■ Objective: Which lines in the rows below contain the word "road"? Report every such line in full.

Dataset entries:

^^^^

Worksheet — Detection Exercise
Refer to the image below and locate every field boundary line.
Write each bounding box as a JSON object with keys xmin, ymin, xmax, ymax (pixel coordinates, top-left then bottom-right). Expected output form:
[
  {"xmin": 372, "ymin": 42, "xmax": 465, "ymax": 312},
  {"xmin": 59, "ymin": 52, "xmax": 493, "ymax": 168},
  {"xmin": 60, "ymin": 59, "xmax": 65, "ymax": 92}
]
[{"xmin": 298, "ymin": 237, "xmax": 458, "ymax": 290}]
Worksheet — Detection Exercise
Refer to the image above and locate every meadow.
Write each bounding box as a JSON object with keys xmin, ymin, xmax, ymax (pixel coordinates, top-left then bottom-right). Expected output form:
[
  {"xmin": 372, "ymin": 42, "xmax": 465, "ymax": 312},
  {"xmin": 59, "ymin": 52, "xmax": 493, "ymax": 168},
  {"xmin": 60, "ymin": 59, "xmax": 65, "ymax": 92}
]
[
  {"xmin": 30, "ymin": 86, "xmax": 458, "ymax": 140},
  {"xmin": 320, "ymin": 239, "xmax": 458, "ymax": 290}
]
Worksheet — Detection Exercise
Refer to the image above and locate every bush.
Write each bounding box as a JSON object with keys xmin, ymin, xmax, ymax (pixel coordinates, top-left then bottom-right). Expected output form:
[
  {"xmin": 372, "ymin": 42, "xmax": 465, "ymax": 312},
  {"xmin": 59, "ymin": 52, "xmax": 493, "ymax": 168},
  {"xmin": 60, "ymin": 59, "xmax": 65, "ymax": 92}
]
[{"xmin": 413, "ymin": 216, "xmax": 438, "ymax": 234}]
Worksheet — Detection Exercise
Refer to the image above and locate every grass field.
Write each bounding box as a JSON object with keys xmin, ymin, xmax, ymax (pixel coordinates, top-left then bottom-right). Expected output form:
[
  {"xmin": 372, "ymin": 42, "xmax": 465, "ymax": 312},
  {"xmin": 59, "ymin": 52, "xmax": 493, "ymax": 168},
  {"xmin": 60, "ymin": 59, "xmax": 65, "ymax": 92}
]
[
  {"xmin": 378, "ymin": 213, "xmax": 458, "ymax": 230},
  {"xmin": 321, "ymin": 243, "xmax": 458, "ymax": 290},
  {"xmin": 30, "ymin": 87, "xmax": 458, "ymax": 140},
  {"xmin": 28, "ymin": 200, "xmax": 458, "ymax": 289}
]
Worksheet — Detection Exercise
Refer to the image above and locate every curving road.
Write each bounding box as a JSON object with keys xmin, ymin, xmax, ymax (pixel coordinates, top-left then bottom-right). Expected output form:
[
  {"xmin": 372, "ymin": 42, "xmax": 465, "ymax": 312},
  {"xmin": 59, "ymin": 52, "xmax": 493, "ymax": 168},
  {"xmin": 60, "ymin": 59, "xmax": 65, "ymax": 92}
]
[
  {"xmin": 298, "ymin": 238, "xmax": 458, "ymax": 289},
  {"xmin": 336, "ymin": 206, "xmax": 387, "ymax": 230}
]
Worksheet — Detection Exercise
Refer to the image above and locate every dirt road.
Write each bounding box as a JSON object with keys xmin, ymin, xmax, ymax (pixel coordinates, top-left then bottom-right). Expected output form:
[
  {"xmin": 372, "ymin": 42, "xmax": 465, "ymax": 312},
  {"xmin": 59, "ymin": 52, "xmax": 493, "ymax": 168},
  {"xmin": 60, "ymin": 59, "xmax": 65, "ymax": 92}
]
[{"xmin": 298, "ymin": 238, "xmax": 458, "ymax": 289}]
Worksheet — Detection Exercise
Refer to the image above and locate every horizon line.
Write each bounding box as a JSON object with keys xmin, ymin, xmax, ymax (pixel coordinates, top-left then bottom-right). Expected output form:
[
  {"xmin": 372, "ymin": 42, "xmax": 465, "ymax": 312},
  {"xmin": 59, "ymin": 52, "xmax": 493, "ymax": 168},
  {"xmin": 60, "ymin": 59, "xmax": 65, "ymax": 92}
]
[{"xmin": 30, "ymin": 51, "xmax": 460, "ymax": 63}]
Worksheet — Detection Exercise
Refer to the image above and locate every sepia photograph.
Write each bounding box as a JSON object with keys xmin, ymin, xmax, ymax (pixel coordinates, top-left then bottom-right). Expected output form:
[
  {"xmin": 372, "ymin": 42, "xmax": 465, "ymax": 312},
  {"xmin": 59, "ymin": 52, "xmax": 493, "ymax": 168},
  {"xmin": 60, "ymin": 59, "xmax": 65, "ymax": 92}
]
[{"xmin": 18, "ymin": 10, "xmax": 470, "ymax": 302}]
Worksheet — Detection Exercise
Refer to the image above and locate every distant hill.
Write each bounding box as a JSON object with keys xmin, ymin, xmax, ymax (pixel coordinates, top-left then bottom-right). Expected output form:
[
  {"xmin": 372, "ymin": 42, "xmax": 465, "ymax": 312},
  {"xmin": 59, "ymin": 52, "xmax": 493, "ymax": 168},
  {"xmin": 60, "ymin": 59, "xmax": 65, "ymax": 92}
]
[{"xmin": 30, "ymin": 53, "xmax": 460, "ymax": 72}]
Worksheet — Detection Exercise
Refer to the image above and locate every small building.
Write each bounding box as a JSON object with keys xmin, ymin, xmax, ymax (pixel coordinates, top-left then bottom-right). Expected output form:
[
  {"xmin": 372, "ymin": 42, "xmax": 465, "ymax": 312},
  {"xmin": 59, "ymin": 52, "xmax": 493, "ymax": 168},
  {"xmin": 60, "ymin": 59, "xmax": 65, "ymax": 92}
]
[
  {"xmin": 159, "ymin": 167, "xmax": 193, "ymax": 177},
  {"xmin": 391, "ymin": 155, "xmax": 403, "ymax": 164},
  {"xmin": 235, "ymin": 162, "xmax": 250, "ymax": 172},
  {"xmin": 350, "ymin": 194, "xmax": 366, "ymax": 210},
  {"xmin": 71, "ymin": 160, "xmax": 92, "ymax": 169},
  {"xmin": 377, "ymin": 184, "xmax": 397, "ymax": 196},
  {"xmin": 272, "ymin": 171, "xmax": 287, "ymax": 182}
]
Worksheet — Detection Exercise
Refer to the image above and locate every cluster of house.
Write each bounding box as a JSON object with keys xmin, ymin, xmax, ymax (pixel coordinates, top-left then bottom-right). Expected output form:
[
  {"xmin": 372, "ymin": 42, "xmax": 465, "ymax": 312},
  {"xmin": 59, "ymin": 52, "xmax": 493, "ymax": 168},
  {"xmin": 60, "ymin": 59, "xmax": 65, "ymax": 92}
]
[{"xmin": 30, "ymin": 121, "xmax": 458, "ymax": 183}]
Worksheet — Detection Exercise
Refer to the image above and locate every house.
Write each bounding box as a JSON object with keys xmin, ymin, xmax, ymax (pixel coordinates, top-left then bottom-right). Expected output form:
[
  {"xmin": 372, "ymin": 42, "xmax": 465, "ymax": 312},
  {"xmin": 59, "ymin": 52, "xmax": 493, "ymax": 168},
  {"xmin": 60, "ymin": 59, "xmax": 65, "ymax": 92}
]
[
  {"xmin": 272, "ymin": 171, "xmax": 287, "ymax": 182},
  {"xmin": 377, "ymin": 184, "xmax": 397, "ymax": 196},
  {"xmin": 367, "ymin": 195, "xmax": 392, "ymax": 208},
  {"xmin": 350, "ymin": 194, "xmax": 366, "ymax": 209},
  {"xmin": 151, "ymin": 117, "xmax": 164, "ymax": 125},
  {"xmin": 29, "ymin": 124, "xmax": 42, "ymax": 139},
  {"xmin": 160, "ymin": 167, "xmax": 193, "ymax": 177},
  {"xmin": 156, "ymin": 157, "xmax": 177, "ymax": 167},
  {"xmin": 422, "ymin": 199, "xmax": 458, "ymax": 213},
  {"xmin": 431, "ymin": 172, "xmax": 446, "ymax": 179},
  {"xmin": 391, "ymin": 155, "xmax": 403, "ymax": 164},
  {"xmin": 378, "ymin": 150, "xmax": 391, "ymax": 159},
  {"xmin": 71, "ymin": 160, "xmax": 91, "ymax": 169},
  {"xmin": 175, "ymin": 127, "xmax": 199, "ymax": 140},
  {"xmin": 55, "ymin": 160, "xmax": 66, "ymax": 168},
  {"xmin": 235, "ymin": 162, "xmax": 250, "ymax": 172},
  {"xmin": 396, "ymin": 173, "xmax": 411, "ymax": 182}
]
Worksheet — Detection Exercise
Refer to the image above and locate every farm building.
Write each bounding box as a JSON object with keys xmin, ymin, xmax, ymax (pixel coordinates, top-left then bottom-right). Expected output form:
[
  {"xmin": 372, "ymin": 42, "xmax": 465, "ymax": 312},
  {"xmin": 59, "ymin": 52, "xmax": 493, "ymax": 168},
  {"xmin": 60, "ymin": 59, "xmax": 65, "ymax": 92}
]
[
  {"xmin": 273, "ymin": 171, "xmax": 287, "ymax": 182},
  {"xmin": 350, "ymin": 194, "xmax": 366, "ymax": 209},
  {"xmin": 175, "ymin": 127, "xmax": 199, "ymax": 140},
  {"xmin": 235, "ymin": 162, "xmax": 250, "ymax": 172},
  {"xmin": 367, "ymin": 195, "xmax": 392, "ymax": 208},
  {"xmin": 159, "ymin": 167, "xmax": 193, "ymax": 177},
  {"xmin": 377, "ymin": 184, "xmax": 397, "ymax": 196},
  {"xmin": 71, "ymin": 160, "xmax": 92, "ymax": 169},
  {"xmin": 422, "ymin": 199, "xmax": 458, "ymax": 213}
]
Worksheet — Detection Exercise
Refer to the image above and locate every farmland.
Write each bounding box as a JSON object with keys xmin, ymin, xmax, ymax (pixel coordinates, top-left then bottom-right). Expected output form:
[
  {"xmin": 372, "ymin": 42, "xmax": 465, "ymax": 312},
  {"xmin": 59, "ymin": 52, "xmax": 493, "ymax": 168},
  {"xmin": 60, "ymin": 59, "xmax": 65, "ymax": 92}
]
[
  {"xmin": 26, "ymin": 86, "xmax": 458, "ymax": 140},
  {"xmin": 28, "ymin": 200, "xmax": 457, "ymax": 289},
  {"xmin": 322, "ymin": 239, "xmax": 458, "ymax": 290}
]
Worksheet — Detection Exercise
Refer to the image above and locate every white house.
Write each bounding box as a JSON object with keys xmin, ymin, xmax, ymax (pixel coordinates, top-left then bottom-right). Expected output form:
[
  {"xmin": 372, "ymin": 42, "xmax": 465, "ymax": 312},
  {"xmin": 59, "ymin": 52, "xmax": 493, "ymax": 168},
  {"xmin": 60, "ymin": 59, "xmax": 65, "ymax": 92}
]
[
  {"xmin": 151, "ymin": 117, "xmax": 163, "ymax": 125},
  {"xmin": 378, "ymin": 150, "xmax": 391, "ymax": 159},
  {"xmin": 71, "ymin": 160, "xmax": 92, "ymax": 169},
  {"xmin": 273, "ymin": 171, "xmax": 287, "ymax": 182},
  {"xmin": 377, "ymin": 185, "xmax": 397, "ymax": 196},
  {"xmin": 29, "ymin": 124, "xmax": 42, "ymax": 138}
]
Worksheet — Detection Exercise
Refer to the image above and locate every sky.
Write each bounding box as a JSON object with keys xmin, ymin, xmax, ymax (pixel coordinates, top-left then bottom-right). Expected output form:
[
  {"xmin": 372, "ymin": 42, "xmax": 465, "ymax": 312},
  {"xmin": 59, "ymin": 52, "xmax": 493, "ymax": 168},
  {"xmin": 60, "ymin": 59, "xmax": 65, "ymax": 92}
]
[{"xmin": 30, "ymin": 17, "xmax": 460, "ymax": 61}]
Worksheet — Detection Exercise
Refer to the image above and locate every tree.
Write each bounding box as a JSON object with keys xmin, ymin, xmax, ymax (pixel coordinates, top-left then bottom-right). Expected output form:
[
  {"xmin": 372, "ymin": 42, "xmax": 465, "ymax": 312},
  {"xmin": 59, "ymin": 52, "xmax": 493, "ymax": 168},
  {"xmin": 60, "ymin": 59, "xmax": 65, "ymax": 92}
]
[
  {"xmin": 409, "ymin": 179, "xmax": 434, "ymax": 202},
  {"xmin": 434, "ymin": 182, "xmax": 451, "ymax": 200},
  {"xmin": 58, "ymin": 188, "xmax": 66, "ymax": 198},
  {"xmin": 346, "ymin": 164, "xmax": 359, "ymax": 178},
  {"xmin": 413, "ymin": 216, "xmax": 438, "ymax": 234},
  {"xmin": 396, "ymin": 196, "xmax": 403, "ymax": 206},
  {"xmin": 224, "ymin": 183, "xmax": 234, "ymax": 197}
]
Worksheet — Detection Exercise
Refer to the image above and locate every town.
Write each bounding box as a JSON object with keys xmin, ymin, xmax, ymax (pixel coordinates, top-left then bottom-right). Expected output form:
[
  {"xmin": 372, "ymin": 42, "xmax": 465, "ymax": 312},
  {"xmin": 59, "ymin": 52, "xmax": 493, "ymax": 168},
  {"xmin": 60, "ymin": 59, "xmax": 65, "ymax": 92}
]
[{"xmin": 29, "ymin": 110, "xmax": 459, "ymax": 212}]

^^^^

■ Written solution:
Refer to the image above and locate every curving road.
Refer to the image above and locate every dirt road.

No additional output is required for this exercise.